▼

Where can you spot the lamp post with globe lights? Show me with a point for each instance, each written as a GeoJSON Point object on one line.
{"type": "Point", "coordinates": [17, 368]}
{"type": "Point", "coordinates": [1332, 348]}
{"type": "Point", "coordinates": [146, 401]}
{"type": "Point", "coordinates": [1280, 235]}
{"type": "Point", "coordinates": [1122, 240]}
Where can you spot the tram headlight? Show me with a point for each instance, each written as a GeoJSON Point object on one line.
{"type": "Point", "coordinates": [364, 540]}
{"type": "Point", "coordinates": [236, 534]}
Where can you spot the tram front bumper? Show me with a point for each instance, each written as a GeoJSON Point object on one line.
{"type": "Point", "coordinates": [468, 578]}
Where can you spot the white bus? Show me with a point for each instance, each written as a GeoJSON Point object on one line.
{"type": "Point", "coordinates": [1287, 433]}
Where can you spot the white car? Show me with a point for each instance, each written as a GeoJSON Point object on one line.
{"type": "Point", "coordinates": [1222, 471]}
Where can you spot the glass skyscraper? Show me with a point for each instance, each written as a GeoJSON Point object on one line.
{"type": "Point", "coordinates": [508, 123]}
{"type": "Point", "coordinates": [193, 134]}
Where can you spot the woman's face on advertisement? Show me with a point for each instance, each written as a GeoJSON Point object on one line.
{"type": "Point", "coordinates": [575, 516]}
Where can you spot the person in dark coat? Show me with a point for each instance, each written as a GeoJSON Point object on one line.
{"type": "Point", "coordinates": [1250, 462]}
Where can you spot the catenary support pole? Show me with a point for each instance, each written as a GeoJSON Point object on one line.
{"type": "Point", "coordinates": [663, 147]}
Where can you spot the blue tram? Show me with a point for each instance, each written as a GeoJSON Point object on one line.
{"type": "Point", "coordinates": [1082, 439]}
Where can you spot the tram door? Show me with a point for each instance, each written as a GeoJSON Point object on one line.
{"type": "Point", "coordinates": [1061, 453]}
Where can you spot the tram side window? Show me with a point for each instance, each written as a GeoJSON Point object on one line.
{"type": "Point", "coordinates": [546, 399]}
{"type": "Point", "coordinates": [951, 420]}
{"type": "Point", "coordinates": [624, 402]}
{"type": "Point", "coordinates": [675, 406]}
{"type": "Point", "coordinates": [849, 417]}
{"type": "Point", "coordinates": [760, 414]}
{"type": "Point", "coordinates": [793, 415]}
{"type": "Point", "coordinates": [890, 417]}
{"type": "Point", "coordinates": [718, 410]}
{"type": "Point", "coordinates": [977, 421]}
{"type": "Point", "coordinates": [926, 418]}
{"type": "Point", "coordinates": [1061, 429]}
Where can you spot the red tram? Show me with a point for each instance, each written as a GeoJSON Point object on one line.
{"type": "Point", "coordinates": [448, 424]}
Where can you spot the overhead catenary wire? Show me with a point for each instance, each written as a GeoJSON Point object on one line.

▲

__WORK TO BE COMPLETED__: Each record must be repeated exactly as it is.

__RESPONSE AREA__:
Where can you spot the lamp post with globe lights? Show me with a point for each instance, each written as a GeoJSON Point object on one line.
{"type": "Point", "coordinates": [17, 368]}
{"type": "Point", "coordinates": [1332, 348]}
{"type": "Point", "coordinates": [146, 401]}
{"type": "Point", "coordinates": [1280, 235]}
{"type": "Point", "coordinates": [1122, 240]}
Where can you spot the tram headlight? Show me with a point for each instance, each written as a GeoJSON Point object on one line.
{"type": "Point", "coordinates": [364, 540]}
{"type": "Point", "coordinates": [236, 534]}
Where can you spot the tram front bumper? Show me with a point for each instance, each written as a GeoJSON Point object on one line.
{"type": "Point", "coordinates": [468, 578]}
Where can you spot the white bus? Show me with a point for each instance, each written as a GeoJSON Point object on one line.
{"type": "Point", "coordinates": [1287, 433]}
Where can you spot the white car? Show me with a point for each instance, each written as a GeoJSON Point object on one line.
{"type": "Point", "coordinates": [1222, 471]}
Where can you spot the glass skyscraper? Show me with a point for each instance, each written as a GeoJSON Point object on one line.
{"type": "Point", "coordinates": [508, 123]}
{"type": "Point", "coordinates": [193, 134]}
Where can you spot the woman's face on advertisement? Show me with a point for each instance, each written as a GeoJSON Point object on one line.
{"type": "Point", "coordinates": [575, 516]}
Where can you spot the person in dark coat? Show me with a point for each instance, each written as a GeoJSON Point object on one line.
{"type": "Point", "coordinates": [1250, 462]}
Where can you spot the catenary support pole? Show me with a point for each instance, each written as a GeoJSON Point object on one line.
{"type": "Point", "coordinates": [663, 147]}
Where can you spot the blue tram? Show me with a point for each instance, each written as a GeoJSON Point object on one line.
{"type": "Point", "coordinates": [1082, 439]}
Where can you spot the tram door? Show me with a point for each instance, each written as a GeoJSON Point object on one line.
{"type": "Point", "coordinates": [1061, 453]}
Where can you spot the tram side window? Show me with a point for each instance, each written as a GeoJSON Point object on one line.
{"type": "Point", "coordinates": [546, 399]}
{"type": "Point", "coordinates": [951, 420]}
{"type": "Point", "coordinates": [624, 402]}
{"type": "Point", "coordinates": [675, 406]}
{"type": "Point", "coordinates": [849, 417]}
{"type": "Point", "coordinates": [760, 414]}
{"type": "Point", "coordinates": [793, 415]}
{"type": "Point", "coordinates": [890, 417]}
{"type": "Point", "coordinates": [718, 410]}
{"type": "Point", "coordinates": [977, 421]}
{"type": "Point", "coordinates": [926, 418]}
{"type": "Point", "coordinates": [1061, 429]}
Where can you spot the red tram? Show me with a point for each instance, each written as a GeoJSON Point object on one line.
{"type": "Point", "coordinates": [448, 424]}
Where can you spot the overhead catenary wire? Show me with a point for each instance, each written as a GeoJSON Point object on one line.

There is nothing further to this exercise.